» **WHAT TO DO**:
Copy out all of the material exactly as presented.

» **INPUT MATERIAL**:
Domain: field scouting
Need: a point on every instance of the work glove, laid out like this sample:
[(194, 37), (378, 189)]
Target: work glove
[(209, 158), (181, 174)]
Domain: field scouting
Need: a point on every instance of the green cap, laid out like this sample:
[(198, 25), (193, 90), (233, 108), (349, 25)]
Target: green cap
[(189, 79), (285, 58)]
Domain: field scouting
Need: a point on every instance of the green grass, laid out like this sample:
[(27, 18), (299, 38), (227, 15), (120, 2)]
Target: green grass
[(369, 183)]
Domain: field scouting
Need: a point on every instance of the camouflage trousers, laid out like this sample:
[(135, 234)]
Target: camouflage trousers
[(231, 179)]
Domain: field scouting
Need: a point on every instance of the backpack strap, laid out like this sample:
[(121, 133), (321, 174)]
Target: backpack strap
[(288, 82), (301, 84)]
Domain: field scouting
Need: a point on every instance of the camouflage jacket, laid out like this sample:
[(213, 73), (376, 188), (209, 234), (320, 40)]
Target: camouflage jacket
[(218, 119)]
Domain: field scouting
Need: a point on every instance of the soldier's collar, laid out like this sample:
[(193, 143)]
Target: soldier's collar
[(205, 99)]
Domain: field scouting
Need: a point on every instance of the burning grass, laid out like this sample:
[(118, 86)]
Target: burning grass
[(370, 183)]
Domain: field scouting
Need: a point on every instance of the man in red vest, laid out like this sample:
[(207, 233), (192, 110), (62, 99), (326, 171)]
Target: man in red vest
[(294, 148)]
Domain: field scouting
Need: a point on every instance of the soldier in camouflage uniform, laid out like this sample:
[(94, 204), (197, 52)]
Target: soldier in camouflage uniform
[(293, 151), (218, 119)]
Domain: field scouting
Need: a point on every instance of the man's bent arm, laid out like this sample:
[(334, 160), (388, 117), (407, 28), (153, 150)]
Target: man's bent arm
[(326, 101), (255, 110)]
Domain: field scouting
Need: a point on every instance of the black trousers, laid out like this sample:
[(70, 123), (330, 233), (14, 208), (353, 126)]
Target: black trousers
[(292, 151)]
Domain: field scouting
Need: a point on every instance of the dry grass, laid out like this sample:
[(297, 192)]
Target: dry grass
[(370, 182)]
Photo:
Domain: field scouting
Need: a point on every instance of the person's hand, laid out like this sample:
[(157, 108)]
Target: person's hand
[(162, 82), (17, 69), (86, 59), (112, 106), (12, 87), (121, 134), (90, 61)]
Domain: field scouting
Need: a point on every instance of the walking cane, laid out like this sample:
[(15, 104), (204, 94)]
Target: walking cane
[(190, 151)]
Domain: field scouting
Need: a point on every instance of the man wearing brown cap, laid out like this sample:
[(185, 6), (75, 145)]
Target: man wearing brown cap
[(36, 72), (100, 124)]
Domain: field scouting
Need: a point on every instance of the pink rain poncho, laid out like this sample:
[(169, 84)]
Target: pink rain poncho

» **FINAL RESULT**:
Domain: field scouting
Need: a point on every instance of the work glove, laid out like this sample:
[(194, 37), (378, 189)]
Target: work glove
[(209, 158), (181, 174)]
Domain: field scouting
Need: a point on every instance of the green cap, laid out like this sample:
[(198, 25), (193, 90), (233, 108), (349, 25)]
Target: green cap
[(189, 79), (285, 58)]
Domain: field scouting
Need: a point on every instance of the green grass, laid out like this sample:
[(27, 18), (299, 38), (227, 15), (120, 2)]
Target: green grass
[(369, 183)]
Domain: field scouting
Need: a point on every instance of the camouflage trousers, laid out like this sample:
[(135, 234)]
Target: camouflage trousers
[(231, 179)]
Domain: field scouting
Need: a point on every instance of the backpack strap, laid out like this sample:
[(121, 133), (321, 174)]
Target: backpack strap
[(288, 82), (301, 84)]
Domain: field scouting
Need: a point on every instance of the camouflage jacket, laid out like this sample:
[(213, 73), (376, 188), (209, 234), (320, 40)]
Target: camouflage jacket
[(218, 119)]
Domain: field scouting
Need: a point on every instance of the soldier's collar, laid out like this sample:
[(193, 143)]
Target: soldier's collar
[(205, 99)]
Domain: field scouting
Need: a point on every instance of the burning grass, laid out like this sample:
[(118, 86)]
Target: burning grass
[(370, 183)]
Domain: field scouting
Need: a point on every instance of the man in red vest, laid out like this sample:
[(207, 233), (192, 110), (62, 99), (326, 171)]
Target: man in red vest
[(294, 148)]
Domain: field scouting
Need: a point on every instance of the soldier in camouflage uniform, laid out like this sample:
[(94, 204), (197, 52)]
Target: soldier in camouflage uniform
[(293, 151), (218, 119)]
Domain: field scouting
Need: a point on every instance of the man's bent arm, laid out like this sample:
[(334, 160), (388, 117), (407, 28), (153, 150)]
Target: man's bent arm
[(326, 101), (255, 110)]
Domain: field scouting
Need: a point on every instance of the black trousers, laid out like this sample:
[(70, 123), (330, 233), (14, 208), (353, 126)]
Target: black trousers
[(292, 151)]
Domain: field scouting
Need: a point on every instance of the dry grass, laid out like this sample:
[(297, 192)]
Target: dry grass
[(370, 182)]
Photo:
Domain: field scouting
Need: a point on every instance of the person's hand, laid out like this sample:
[(157, 108)]
Target: person's hand
[(162, 82), (17, 69), (86, 59), (112, 106), (12, 87), (121, 134), (90, 61)]
Domain: field scouting
Need: a point on every instance of the walking cane, laid out like this sample:
[(15, 104), (204, 94)]
Target: walking cane
[(190, 151)]
Domain: field scouting
Need: a point on every instance of the man wearing brown cap, laid out like this sample:
[(185, 6), (75, 145)]
Target: man wearing brown cap
[(36, 72), (100, 124)]
Domain: field scouting
Need: a point on every instance of the pink rain poncho, laid out like this sample:
[(169, 84)]
Target: pink rain poncho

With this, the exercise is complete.